Jakarta, CNBC Indonesia - Nilai tukar rupiah menguat tajam melawan dolar Amerika Serikat (AS) pada perdagangan terakhir pekan ini, Jumat (18/9/2020).
Mata Uang Garuda sukses membukukan penguatan 4 hari beruntun, bahkan sempat ke bawah Rp 14.700/US$. Bank sentral AS (The Fed) dan Bank Indonesia (BI) yang mengumumkan kebijakan moneter Kamis kemarin menjadi penggerak utama hari ini.
Melansir data Refinitiv, rupiah membuka perdagangan dengan menguat 0,47% ke Rp 14.750/US$. Apresiasi rupiah semakin membesar hingga 0,88% ke Rp 14.690/US$. Level tersebut merupakan yang terkuat sejak 2 September lalu.
Penguatan rupiah terpangkas, di penutupan perdagangan rupiah berada di level Rp 14.730/US$, menguat 0,61% di pasar spot.
Meski menguat tajam, rupiah belum menjadi yang terbaik di Asia. Semua mata uang utama Asia memang menguat melawan dolar AS hari ini. Hingga pukul 15.05 WIB, won Korea Selatan menjadi yang terbaik dengan penguatan 0,7%.
Berikut pergerakan dolar AS melawan mata uang utama Benua Kuning.
Fakta mata uang utama Asia yang semuanya menguat memberikan gambaran dolar AS sedang tidak dalam kondisi bagus. Sebabnya, serangkaian data ekonomi yang mengecewakan kemarin. Indeks aktivitas manufaktur Philadelphia turun menjadi 15 di bulan ini, dari bulan sebelumnya.
Selain itu, klaim tunjangan pengangguran juga mengalami kenaikan sebanyak 860 ribu orang pada pekan lalu.

### Pertanyaan Pemahaman
(a) Jawablah berdasarkan teks tentang rupiah:
(i) Di level berapa rupiah berada saat penutupan perdagangan di pasar spot?
(ii) Mata uang apa yang menjadi terbaik di Asia hingga pukul 15.05 WIB?
(iii) Berapa kenaikan klaim tunjangan pengangguran pada pekan lalu?
(b) Salinlah bagian teks tentang rupiah dari "Melansir data Refinitiv, rupiah" sampai "2 September lalu." tanpa mengubah satu kata pun.
Materi berikut tidak berkaitan dengan teks di atas dan tidak digunakan dalam latihan ini.

### Data yang Diberikan

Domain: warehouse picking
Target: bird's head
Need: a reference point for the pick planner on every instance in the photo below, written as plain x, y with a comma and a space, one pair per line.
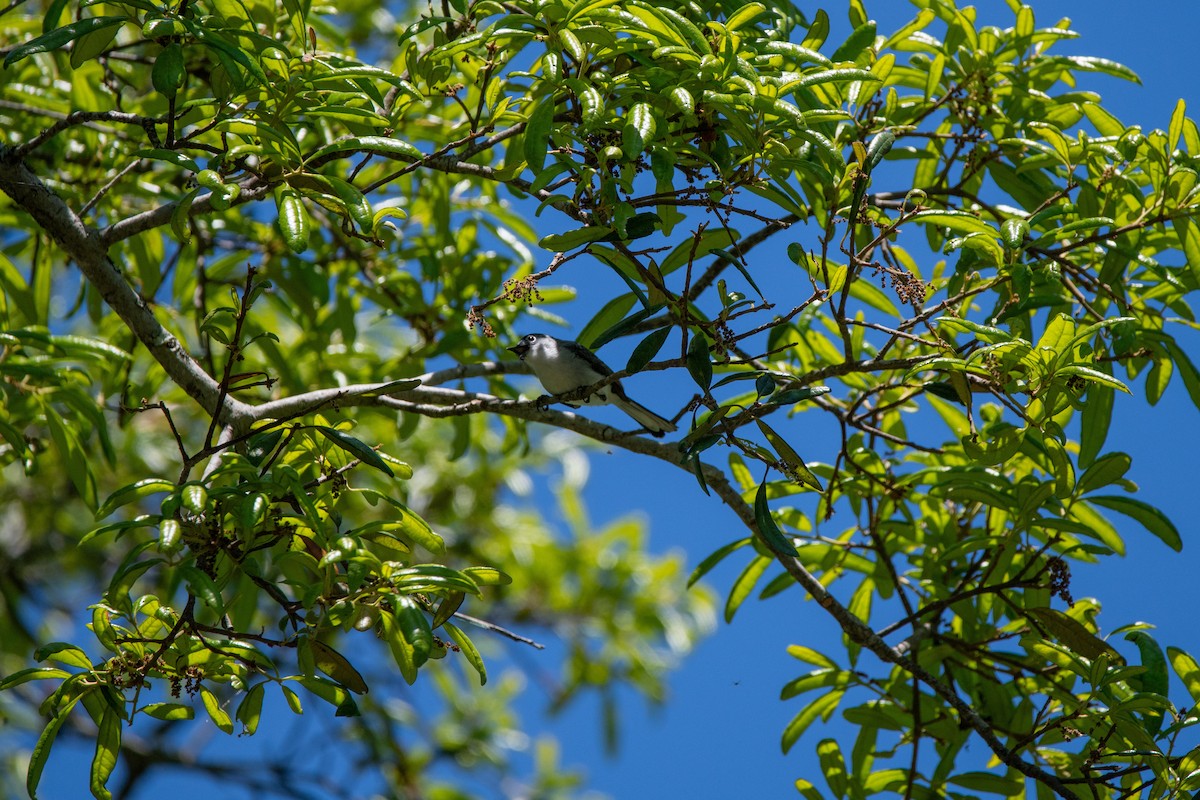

### Kunci Jawaban
(a)
(i) Rp 14.730/US$, menguat 0,61%.
(ii) Won Korea Selatan, dengan penguatan 0,7%.
(iii) Sebanyak 860 ribu orang.

(b)
Melansir data Refinitiv, rupiah membuka perdagangan dengan menguat 0,47% ke Rp 14.750/US$. Apresiasi rupiah semakin membesar hingga 0,88% ke Rp 14.690/US$. Level tersebut merupakan yang terkuat sejak 2 September lalu.